#### PROBLEM DESCRIPTION:
Return every entry exactly.

#### MATERIAL FOR THE TASK:
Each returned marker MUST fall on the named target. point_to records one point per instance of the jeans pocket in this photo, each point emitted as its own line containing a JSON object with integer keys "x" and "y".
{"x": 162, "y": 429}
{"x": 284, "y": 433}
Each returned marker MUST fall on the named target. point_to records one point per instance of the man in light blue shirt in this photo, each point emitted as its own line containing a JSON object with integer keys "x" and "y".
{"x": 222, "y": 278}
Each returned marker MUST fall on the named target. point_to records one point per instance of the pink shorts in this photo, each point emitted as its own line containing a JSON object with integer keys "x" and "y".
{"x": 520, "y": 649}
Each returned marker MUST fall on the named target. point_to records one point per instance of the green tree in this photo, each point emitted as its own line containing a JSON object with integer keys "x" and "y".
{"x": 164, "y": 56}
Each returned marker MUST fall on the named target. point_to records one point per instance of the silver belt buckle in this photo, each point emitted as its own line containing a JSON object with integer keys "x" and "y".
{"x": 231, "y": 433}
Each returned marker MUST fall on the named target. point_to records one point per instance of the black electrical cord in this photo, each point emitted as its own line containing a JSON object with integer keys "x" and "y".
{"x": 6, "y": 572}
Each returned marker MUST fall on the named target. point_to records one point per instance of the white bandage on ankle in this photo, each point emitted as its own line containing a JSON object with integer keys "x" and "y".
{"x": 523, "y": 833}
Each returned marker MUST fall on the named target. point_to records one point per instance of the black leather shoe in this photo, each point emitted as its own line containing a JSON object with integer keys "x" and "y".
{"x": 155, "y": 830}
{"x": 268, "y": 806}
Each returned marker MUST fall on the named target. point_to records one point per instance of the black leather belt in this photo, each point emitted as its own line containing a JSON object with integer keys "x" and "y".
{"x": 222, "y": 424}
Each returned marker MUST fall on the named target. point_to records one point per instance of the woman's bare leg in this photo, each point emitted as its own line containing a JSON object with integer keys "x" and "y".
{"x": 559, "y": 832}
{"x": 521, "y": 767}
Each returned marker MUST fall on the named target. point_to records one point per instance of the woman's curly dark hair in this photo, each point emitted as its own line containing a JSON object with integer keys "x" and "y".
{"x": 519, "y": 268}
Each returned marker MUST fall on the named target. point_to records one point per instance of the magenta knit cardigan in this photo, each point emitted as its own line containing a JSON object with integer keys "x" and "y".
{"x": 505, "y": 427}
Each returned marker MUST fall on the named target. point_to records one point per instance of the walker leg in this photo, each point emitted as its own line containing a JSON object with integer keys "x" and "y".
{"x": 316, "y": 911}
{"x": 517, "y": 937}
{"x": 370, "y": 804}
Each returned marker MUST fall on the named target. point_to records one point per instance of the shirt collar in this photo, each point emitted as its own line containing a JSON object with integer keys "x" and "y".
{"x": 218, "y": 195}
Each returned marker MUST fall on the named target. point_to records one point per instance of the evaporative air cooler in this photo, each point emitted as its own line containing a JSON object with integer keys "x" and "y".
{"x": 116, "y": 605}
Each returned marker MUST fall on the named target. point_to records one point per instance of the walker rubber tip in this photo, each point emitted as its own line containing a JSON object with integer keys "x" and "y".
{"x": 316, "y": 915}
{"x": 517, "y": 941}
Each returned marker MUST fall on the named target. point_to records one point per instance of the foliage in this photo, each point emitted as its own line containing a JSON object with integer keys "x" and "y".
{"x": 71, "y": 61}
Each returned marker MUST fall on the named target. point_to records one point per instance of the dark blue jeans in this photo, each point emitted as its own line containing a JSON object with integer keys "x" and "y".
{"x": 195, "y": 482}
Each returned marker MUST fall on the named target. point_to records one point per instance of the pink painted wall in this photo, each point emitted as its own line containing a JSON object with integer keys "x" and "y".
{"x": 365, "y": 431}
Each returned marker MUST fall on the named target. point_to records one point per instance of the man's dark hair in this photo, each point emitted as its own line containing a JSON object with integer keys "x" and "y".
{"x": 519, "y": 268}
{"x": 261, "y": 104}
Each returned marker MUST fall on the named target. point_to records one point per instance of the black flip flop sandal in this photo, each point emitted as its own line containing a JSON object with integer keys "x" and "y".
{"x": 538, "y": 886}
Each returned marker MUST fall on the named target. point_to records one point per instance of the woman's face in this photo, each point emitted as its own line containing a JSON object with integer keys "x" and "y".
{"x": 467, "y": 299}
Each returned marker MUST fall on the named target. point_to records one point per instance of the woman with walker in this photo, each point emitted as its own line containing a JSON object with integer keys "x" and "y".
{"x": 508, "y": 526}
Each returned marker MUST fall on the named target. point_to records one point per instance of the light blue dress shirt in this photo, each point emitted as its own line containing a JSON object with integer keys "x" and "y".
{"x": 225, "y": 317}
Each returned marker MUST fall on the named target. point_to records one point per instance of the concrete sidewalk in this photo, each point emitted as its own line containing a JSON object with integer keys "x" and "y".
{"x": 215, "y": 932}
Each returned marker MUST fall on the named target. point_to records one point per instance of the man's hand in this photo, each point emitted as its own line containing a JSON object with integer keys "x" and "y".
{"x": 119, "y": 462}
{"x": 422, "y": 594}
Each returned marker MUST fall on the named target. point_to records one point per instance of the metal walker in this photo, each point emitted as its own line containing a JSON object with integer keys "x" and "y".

#### ANSWER TO THE PROBLEM:
Each returned marker MUST fall on the named target. point_to records one point per instance of the jeans pocket in this photo, each point emitted as its own line containing a JSON object with integer keys "x" and "y".
{"x": 162, "y": 429}
{"x": 284, "y": 433}
Each returned marker MUST fall on the named target. point_to records one point per instance of the man in light blue shirt in this photo, each point emitted as its own line containing a JSON object with integer keys "x" and "y".
{"x": 222, "y": 278}
Each returned marker MUST fall on the named target. point_to records one point per instance of the pink shorts in this photo, each point emitted as its own line containing a JSON object with integer keys "x" and "y".
{"x": 520, "y": 649}
Each returned marker MUST fall on the named target. point_to records one point per instance of the green tree in this photo, each point emitted as its own line containing a JSON object with integer keys "x" and "y".
{"x": 164, "y": 56}
Each returned marker MUST fall on the named target. point_to records one point per instance of the silver belt buckle in this photo, each point emitted as its own line containing a JSON object with integer keys "x" and "y".
{"x": 231, "y": 433}
Each returned marker MUST fall on the named target. point_to records one point per instance of the black electrical cord in this photo, each point emitted as its own line containing a JSON object with integer keys "x" and "y".
{"x": 6, "y": 572}
Each returned marker MUST fall on the named target. point_to records one point per instance of the white bandage on ankle in this photo, each point emitted as its own line containing a JSON object with integer keys "x" and "y".
{"x": 523, "y": 833}
Each returned marker MUST fall on the named target. point_to records one point per instance of the black leather shoe in this photo, each point emitted as its own line containing a JSON object with integer keys "x" and "y".
{"x": 155, "y": 830}
{"x": 268, "y": 806}
Each returned marker MUST fall on the named target. point_to records one point per instance of the black leather belt in this photo, each point emitted as its own line containing a JSON object with integer keys "x" and "y".
{"x": 222, "y": 424}
Each returned marker MUST fall on the named target. point_to records one point per instance of the woman's bare leg in this photo, each point emitted as its own line containing a JSON object with integer keys "x" and "y".
{"x": 559, "y": 832}
{"x": 521, "y": 767}
Each returned marker MUST fall on the named target. point_to records one point per instance of the woman's curly dark hair in this photo, each point emitted as its own line containing a JSON object with integer keys "x" and "y".
{"x": 519, "y": 268}
Each returned marker MUST fall on the named target. point_to records one point per instance of the magenta knit cardigan in this photo, each point emitted as its own line containing a JSON object with integer keys "x" and "y".
{"x": 505, "y": 427}
Each returned marker MUST fall on the named target. point_to records one point per instance of the walker leg in this photo, each point emitted as its own line containing a JSON object with integer keys "x" and "y".
{"x": 316, "y": 911}
{"x": 517, "y": 937}
{"x": 370, "y": 804}
Each returned marker MUST fall on the named target. point_to records one point per instance of the shirt collar in this photo, each point emitted as its own line containing a JSON object with integer keys "x" and "y".
{"x": 218, "y": 195}
Each returned marker MUST fall on the named target. point_to records one point per instance of the evaporative air cooler in this photo, each point emitted as its own line containing a JSON object with integer keys "x" and "y".
{"x": 116, "y": 605}
Each returned marker MUST fall on the named target. point_to records one point per instance of the walker rubber tip in this photo, each point emitted as its own line containing a JSON object with integer keys "x" and "y".
{"x": 316, "y": 915}
{"x": 517, "y": 941}
Each returned marker MUST fall on the named target. point_to records one point per instance of the foliage in this photo, each point emitted as its own line containing a JSON object with integer keys "x" and "y".
{"x": 71, "y": 61}
Each returned marker MUST fall on the named target. point_to records one point per instance of the dark blue jeans in this photo, each point emitted as its own line containing a JSON object with integer keys "x" and "y".
{"x": 195, "y": 482}
Each returned marker MUST fall on the named target. point_to records one point per instance of the pink painted wall in this photo, each point emitted as its own line containing a JSON object with integer keys "x" and "y".
{"x": 365, "y": 431}
Each returned marker MUST fall on the named target. point_to records one point per instance of the man's dark hair in this photo, each point emitted as its own line containing a JSON object with integer keys "x" and "y".
{"x": 519, "y": 268}
{"x": 261, "y": 104}
Each returned marker MUST fall on the named target. point_to records one point per instance of the black flip flop sandal in this photo, each point emitted as its own line containing a JSON object with integer keys "x" and "y".
{"x": 538, "y": 886}
Each returned marker MUST fall on the named target. point_to records one point per instance of the woman's face in this photo, each point emitted as its own line containing a JSON object with integer keys "x" and "y".
{"x": 467, "y": 299}
Each returned marker MUST fall on the named target. point_to records one point per instance of the woman with walker in this photo, each point emitted as its own line containing a JSON object with integer keys "x" and "y".
{"x": 508, "y": 526}
Each returned marker MUST fall on the named target. point_to records one point per instance of the light blue dress shirt in this photo, each point emitted as its own line containing a JSON object with integer keys "x" and "y".
{"x": 225, "y": 317}
Each returned marker MUST fall on the named target. point_to records one point per instance of the concrete sidewalk in this photo, each point emitted as its own line containing a JSON object with integer keys "x" and "y".
{"x": 215, "y": 932}
Each returned marker MUST fall on the named target. point_to records one point per instance of the man's hand in this photo, each point emitted as its own line containing a JSON object with integer keys "x" and "y".
{"x": 119, "y": 462}
{"x": 422, "y": 594}
Each returned marker MUST fall on the named target. point_to records one point per instance of the metal walker in this photo, each point emitted as its own line containing a JSON object with integer keys "x" and "y".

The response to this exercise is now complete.